### Условие задания
Выпишите из текста о тележурналистке Екатерине Андрияновой все профессии, которые, по словам профессиональной школы, тележурналист совмещает «в одном флаконе».
===== Фрагмент текста =====
Любая профессиональная школа вам скажет, что тележурналист – это сценарист, режиссер, монтажер, редактор, стилист, продюсер, телеведущий и много еще чего в одном флаконе. Но ни намека на харизму. Хотя именно она станет главной составляющей для «быть или не быть» лицом экрана. Быть всем, от телеведущей до сценариста, Екатерина Андриянова училась, как говорит сама, «методом самоистязания». А вот яркой харизмой природа наградила ее при рождении. Премия «Тэфи-регион» лишь подтвердила верность выбора.
«Вам это не подойдет»...
– Вы родились не в Челябинске.
– В маленьком городке Колпашево Томской области. Рядом с моей школой было старое здание дома культуры. В войну там работали столичные артисты. Семейство народного артиста СССР Василия Меркурьева попало к нам в эвакуацию. Знаменитый ныне музыковед и киноактер Петр Меркурьев-Мейерхольд (сын дочери Всеволода Мейерхольда и Василия Меркурьева) родился в нашем городе. Мы с ним встретились в Москве во время гастролей оркестра «Малахит». Я делала репортаж и задала ему вопрос: «Что такое провинция для москвичей?» Потому что было такое недоумение – надо же, Елена Образцова поет с провинциальным оркестром! И Меркурьев сказал: «Это чванство московское. Мой дед Мейерхольд из Пензы, а Бунин из Ельца – и что тогда со всем этим делать? А вы знаете, где я родился? Да вы о таком городе даже не слышали! Есть такой городок Колпашево»... Я тихо падаю с микрофоном: «Я... тоже из Колпашево». «Не может быть! Покажите паспорт!» И он эти наши два паспорта показывал музыкальной элите и говорил: «Невероятно! Невероятно! Никто не знает этого города!» А еще в Колпашево родился Виль Липатов. Так что – чем дальше в Сибирь, тем люди талантливее.
===== Прилагаемый перечень =====
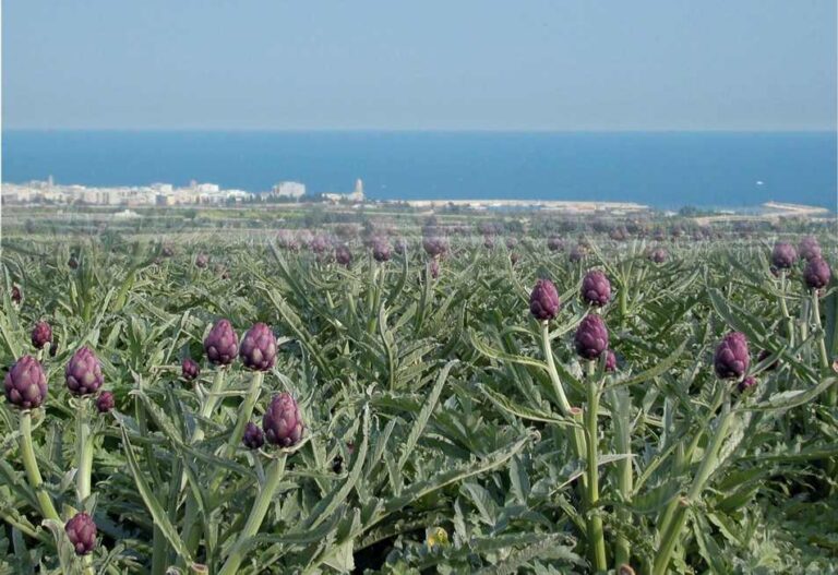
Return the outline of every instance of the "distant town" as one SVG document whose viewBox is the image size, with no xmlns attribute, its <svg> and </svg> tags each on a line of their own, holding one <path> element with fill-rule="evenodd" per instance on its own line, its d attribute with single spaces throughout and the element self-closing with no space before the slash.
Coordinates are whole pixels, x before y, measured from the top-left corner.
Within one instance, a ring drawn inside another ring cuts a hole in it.
<svg viewBox="0 0 838 575">
<path fill-rule="evenodd" d="M 363 182 L 358 179 L 348 193 L 307 194 L 306 184 L 284 181 L 270 192 L 253 193 L 244 190 L 227 190 L 217 183 L 190 182 L 177 188 L 171 183 L 149 185 L 119 185 L 88 188 L 77 184 L 59 184 L 50 177 L 46 181 L 3 183 L 3 204 L 55 204 L 100 206 L 177 206 L 177 205 L 230 205 L 247 202 L 330 202 L 363 203 Z"/>
</svg>

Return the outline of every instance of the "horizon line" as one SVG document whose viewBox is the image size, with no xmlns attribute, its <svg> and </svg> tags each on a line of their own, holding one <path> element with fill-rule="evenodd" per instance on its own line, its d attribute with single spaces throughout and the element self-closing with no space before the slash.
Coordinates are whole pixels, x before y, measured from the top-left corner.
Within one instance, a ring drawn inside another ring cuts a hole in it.
<svg viewBox="0 0 838 575">
<path fill-rule="evenodd" d="M 335 132 L 378 132 L 378 133 L 541 133 L 541 134 L 631 134 L 631 133 L 812 133 L 838 134 L 834 128 L 649 128 L 649 129 L 540 129 L 540 128 L 2 128 L 2 132 L 262 132 L 262 133 L 335 133 Z"/>
</svg>

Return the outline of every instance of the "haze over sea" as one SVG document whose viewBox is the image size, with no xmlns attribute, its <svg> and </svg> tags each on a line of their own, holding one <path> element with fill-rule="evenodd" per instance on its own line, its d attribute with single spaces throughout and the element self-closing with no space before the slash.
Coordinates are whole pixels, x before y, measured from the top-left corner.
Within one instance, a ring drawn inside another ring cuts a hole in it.
<svg viewBox="0 0 838 575">
<path fill-rule="evenodd" d="M 3 131 L 2 179 L 836 209 L 835 132 Z"/>
</svg>

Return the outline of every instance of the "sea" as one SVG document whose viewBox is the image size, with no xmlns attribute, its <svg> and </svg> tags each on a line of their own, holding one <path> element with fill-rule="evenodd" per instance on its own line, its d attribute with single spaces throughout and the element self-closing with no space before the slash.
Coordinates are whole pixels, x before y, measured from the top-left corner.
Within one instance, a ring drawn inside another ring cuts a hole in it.
<svg viewBox="0 0 838 575">
<path fill-rule="evenodd" d="M 2 132 L 2 181 L 299 181 L 373 200 L 568 200 L 741 209 L 838 205 L 836 132 Z"/>
</svg>

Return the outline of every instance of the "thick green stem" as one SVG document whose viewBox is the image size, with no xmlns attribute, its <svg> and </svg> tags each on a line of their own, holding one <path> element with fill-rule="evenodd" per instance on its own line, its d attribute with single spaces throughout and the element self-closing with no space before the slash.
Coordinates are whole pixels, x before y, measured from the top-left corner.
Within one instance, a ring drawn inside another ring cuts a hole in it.
<svg viewBox="0 0 838 575">
<path fill-rule="evenodd" d="M 213 411 L 215 411 L 215 408 L 220 400 L 219 394 L 222 393 L 222 387 L 224 387 L 224 376 L 225 368 L 218 368 L 218 371 L 215 373 L 215 379 L 213 380 L 213 386 L 210 390 L 210 395 L 204 398 L 204 403 L 201 405 L 200 415 L 202 420 L 212 418 Z M 204 430 L 199 422 L 197 427 L 195 427 L 194 433 L 192 434 L 191 442 L 193 444 L 199 443 L 203 439 Z M 185 487 L 187 475 L 184 472 L 180 478 L 180 490 L 183 491 Z M 183 512 L 183 540 L 185 541 L 187 549 L 189 549 L 190 552 L 194 552 L 201 541 L 201 526 L 197 522 L 197 502 L 190 491 L 187 493 L 187 506 Z"/>
<path fill-rule="evenodd" d="M 382 269 L 382 275 L 383 275 Z M 369 319 L 367 320 L 367 332 L 372 335 L 375 333 L 375 324 L 379 321 L 379 298 L 381 297 L 381 289 L 379 287 L 379 267 L 378 263 L 370 260 L 370 290 L 367 292 L 367 313 Z"/>
<path fill-rule="evenodd" d="M 620 325 L 625 327 L 628 318 L 628 290 L 626 289 L 625 283 L 620 286 L 618 300 L 620 301 Z"/>
<path fill-rule="evenodd" d="M 236 420 L 236 427 L 232 429 L 232 434 L 227 442 L 227 447 L 224 451 L 225 459 L 231 458 L 236 454 L 236 450 L 241 444 L 241 439 L 244 436 L 244 428 L 250 421 L 250 417 L 253 415 L 253 407 L 255 407 L 259 400 L 259 395 L 262 392 L 262 382 L 265 380 L 264 371 L 254 371 L 253 376 L 250 380 L 250 387 L 248 387 L 248 395 L 239 406 L 239 415 Z"/>
<path fill-rule="evenodd" d="M 84 501 L 91 496 L 91 476 L 93 474 L 93 435 L 91 434 L 89 399 L 79 402 L 75 412 L 75 498 L 79 508 L 84 507 Z"/>
<path fill-rule="evenodd" d="M 264 371 L 253 372 L 253 376 L 250 380 L 250 387 L 248 388 L 248 395 L 244 396 L 244 400 L 239 406 L 236 427 L 232 429 L 232 433 L 230 434 L 229 440 L 227 440 L 227 445 L 224 448 L 225 459 L 231 459 L 232 456 L 236 455 L 236 450 L 238 450 L 239 445 L 241 445 L 241 440 L 244 436 L 244 428 L 253 415 L 253 408 L 255 407 L 256 402 L 259 402 L 259 395 L 262 392 L 262 382 L 264 382 Z M 220 487 L 225 477 L 226 474 L 222 469 L 216 472 L 215 479 L 213 479 L 213 483 L 210 488 L 211 493 L 216 493 L 218 491 L 218 488 Z"/>
<path fill-rule="evenodd" d="M 623 390 L 623 392 L 625 392 Z M 615 446 L 618 453 L 625 456 L 625 459 L 621 459 L 616 463 L 616 489 L 620 491 L 625 505 L 630 503 L 632 492 L 634 491 L 634 477 L 632 475 L 632 441 L 630 431 L 630 407 L 631 397 L 625 392 L 624 395 L 614 392 L 612 394 L 613 402 L 611 408 L 616 414 L 616 419 L 612 418 L 612 421 L 618 423 L 615 433 Z M 621 405 L 616 405 L 620 402 Z M 632 520 L 631 512 L 625 507 L 620 507 L 618 511 L 618 517 L 622 525 L 628 525 Z M 628 539 L 624 535 L 616 537 L 614 543 L 614 568 L 620 570 L 622 565 L 628 565 L 632 559 L 632 548 Z"/>
<path fill-rule="evenodd" d="M 213 380 L 213 386 L 210 390 L 210 395 L 206 396 L 203 405 L 201 406 L 201 419 L 210 419 L 213 416 L 215 406 L 217 406 L 218 402 L 220 400 L 219 394 L 222 393 L 222 387 L 224 387 L 224 374 L 225 368 L 218 368 L 218 371 L 215 372 L 215 379 Z M 199 422 L 197 427 L 195 428 L 195 432 L 192 435 L 192 443 L 199 443 L 203 439 L 204 430 Z"/>
<path fill-rule="evenodd" d="M 658 549 L 658 554 L 655 558 L 653 575 L 665 575 L 667 573 L 667 570 L 669 568 L 669 561 L 672 558 L 672 551 L 675 549 L 675 544 L 679 541 L 681 531 L 684 528 L 687 511 L 702 494 L 705 483 L 718 464 L 719 450 L 721 448 L 721 444 L 725 442 L 725 439 L 728 435 L 728 429 L 730 428 L 730 423 L 733 420 L 733 414 L 730 411 L 730 406 L 727 403 L 722 409 L 722 414 L 719 417 L 719 427 L 716 430 L 716 434 L 713 436 L 710 445 L 707 448 L 707 454 L 702 460 L 698 472 L 693 479 L 690 491 L 686 493 L 686 499 L 685 501 L 680 502 L 679 507 L 675 510 L 672 516 L 672 520 L 667 526 L 666 532 L 661 538 L 661 544 Z"/>
<path fill-rule="evenodd" d="M 789 338 L 789 347 L 794 347 L 794 322 L 786 303 L 786 272 L 780 272 L 780 310 L 786 319 L 786 336 Z"/>
<path fill-rule="evenodd" d="M 547 371 L 550 373 L 550 381 L 553 384 L 553 392 L 559 398 L 559 409 L 564 417 L 571 417 L 571 404 L 567 402 L 567 396 L 564 395 L 564 388 L 562 387 L 562 381 L 559 379 L 559 372 L 555 371 L 553 349 L 550 346 L 550 324 L 546 321 L 541 322 L 541 345 L 544 350 L 544 359 L 547 360 Z"/>
<path fill-rule="evenodd" d="M 35 491 L 35 496 L 40 505 L 40 514 L 45 519 L 61 522 L 49 493 L 44 488 L 44 479 L 40 477 L 38 460 L 35 458 L 35 450 L 32 445 L 32 411 L 24 409 L 21 411 L 21 458 L 23 468 L 26 470 L 26 478 L 29 480 L 29 487 Z"/>
<path fill-rule="evenodd" d="M 812 315 L 815 319 L 815 326 L 817 327 L 819 335 L 817 337 L 817 346 L 821 352 L 821 369 L 829 369 L 829 355 L 826 352 L 826 334 L 824 333 L 824 326 L 821 323 L 821 300 L 817 296 L 817 289 L 812 289 Z M 835 394 L 835 385 L 829 390 L 829 397 Z M 830 403 L 834 405 L 834 403 Z"/>
<path fill-rule="evenodd" d="M 585 412 L 585 429 L 587 432 L 587 515 L 588 515 L 588 549 L 590 560 L 597 572 L 604 572 L 606 540 L 602 532 L 602 515 L 597 508 L 599 503 L 599 454 L 597 415 L 599 411 L 599 384 L 596 378 L 596 363 L 588 362 L 588 409 Z"/>
<path fill-rule="evenodd" d="M 274 499 L 276 488 L 279 486 L 279 481 L 285 474 L 285 458 L 286 454 L 282 454 L 267 467 L 265 483 L 262 486 L 256 500 L 253 502 L 253 507 L 250 510 L 248 522 L 239 534 L 239 538 L 232 546 L 230 554 L 227 556 L 227 561 L 222 567 L 222 571 L 218 572 L 218 575 L 234 575 L 238 573 L 239 565 L 241 565 L 241 562 L 244 560 L 244 546 L 256 535 L 256 532 L 259 532 L 259 528 L 262 526 L 262 522 Z"/>
</svg>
=====
### Ожидаемый ответ
Сценарист, режиссер, монтажер, редактор, стилист, продюсер, телеведущий.